> _Exercise details_
Scale every coordinate in the answers by 1.85, rounding to whole numbers with halves going up, and write out everything from the line containing "the black handbag?" down to the line containing "99), (149, 101)]", both ends included. Keep the requests unchanged and give only those lines.

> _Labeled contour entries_
= = = =

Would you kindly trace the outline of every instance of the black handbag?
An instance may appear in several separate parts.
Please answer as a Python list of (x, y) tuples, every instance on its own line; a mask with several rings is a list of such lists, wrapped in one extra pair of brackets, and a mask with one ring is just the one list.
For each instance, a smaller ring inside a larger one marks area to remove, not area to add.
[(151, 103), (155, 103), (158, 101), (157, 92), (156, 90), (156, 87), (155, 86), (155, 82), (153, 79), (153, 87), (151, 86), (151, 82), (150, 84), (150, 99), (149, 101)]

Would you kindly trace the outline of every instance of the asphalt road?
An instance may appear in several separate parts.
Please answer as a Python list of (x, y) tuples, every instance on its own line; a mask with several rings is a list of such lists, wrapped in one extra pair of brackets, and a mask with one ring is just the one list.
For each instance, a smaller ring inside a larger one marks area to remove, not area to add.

= = = =

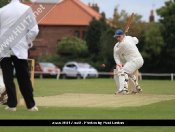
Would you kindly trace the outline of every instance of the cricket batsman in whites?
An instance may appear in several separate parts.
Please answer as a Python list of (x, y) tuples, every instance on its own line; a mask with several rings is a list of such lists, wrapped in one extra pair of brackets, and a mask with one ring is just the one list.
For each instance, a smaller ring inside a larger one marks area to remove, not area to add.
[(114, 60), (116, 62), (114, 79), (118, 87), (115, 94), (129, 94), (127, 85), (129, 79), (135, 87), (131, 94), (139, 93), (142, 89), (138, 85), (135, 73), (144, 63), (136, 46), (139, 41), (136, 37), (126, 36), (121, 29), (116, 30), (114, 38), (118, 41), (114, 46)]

= = = =

> _Answer to the exercise_
Would you kindly trace the outline of every instance of the black handbag?
An instance may appear in several separate parts.
Please answer as a Python list of (x, y) tuples, every instance on its own line; a mask with several rings is a list of such lists, wrapped in one extra pair of brackets, and a mask with one ring is just the one list.
For each instance, a smaller ring inside a larger one marks area to remove, not area to add.
[(279, 191), (287, 191), (292, 187), (290, 170), (289, 167), (289, 161), (287, 159), (287, 152), (283, 146), (283, 161), (279, 159), (279, 152), (278, 155), (278, 183), (276, 187)]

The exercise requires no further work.